WORK INSTRUCTIONS >>
Reproduce every line of the records below word for word, without changing anything.

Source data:
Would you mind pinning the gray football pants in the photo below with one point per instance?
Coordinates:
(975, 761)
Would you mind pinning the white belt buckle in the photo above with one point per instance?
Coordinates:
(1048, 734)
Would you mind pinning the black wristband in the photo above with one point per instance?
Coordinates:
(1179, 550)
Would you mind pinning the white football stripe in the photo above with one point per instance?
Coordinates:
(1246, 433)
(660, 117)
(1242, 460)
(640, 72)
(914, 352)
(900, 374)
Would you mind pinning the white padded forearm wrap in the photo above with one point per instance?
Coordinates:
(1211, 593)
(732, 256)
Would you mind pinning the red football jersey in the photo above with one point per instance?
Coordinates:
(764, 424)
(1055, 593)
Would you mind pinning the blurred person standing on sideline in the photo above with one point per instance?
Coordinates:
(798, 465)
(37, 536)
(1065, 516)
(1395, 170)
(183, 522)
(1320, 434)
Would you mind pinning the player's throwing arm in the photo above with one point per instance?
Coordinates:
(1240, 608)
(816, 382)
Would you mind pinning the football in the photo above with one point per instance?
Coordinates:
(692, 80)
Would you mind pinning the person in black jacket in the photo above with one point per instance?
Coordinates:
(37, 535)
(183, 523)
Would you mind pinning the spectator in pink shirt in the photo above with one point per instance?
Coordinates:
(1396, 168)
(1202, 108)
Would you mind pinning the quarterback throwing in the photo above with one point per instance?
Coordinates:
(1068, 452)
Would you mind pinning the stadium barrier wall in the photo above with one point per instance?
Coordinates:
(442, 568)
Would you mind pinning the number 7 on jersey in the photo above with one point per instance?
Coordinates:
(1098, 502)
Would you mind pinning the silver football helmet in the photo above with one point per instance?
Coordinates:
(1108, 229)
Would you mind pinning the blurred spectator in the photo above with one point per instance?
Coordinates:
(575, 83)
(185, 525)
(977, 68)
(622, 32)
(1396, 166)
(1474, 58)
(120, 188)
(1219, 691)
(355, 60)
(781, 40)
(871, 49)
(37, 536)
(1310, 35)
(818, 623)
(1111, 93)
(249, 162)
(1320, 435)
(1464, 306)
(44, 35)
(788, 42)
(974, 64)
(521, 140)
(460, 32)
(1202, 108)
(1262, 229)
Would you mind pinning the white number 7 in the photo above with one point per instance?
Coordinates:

FULL RESPONSE >>
Would you mind pinning the gray football pants in the photo below with one point per instance?
Coordinates:
(975, 761)
Would you mind pinning the white belt buckle in the photo above with one point per instance?
Coordinates:
(1048, 734)
Would you mind pinning the black wristband in the photo above with one point per instance?
Coordinates:
(1179, 550)
Would you mind pinning the white football stripe in the photo above with one point per instance?
Coordinates:
(1246, 433)
(660, 117)
(1242, 460)
(640, 72)
(914, 352)
(900, 374)
Would you mind pinning the white padded forearm wrap in the photo above with one point per instance?
Coordinates:
(1211, 593)
(732, 256)
Would you mind pinning the red football jersey in the photo above with one point per instance?
Coordinates:
(764, 424)
(1055, 593)
Would you mind pinning the blurred person standing on sideline in the photo above with one point per instance?
Coordinates:
(798, 465)
(37, 536)
(1065, 516)
(1395, 170)
(183, 522)
(1320, 434)
Would you mind pinning the player's throwing arm in the photo above with one point per instance?
Coordinates:
(1240, 608)
(816, 382)
Would you mind pinning the football in the photo above with one point per instance?
Coordinates:
(692, 80)
Would you mind pinning the person in black jacket in the photo above with one point per instance?
Coordinates:
(37, 535)
(183, 523)
Would you mind pinning the spectator in pink shirt in the photo above with one point per instance?
Coordinates:
(1396, 168)
(1202, 108)
Would you mind pinning the quarterback throwing in the photo above with one point per instance?
Coordinates:
(1068, 452)
Would you mind pinning the stadium barrier wall in the photo above with one point per instance?
Coordinates:
(442, 568)
Would you mind pinning the number 7 on jersey in the photo above with one point per instance?
Coordinates:
(1098, 502)
Would you mind pinning the silver football helmet in the photo above with one point per instance?
Coordinates:
(1108, 229)
Would you mind pinning the blurred spectator in the photo above with one point per instance?
Coordinates:
(575, 83)
(185, 525)
(977, 68)
(622, 32)
(1396, 166)
(1474, 58)
(120, 188)
(1219, 691)
(355, 60)
(781, 40)
(871, 49)
(37, 536)
(1310, 35)
(818, 623)
(1111, 93)
(249, 162)
(1320, 435)
(1464, 306)
(44, 35)
(788, 42)
(974, 64)
(521, 140)
(460, 32)
(1202, 108)
(1262, 229)
Would you mind pinning the white number 7 in the photo above with one point per instance?
Coordinates:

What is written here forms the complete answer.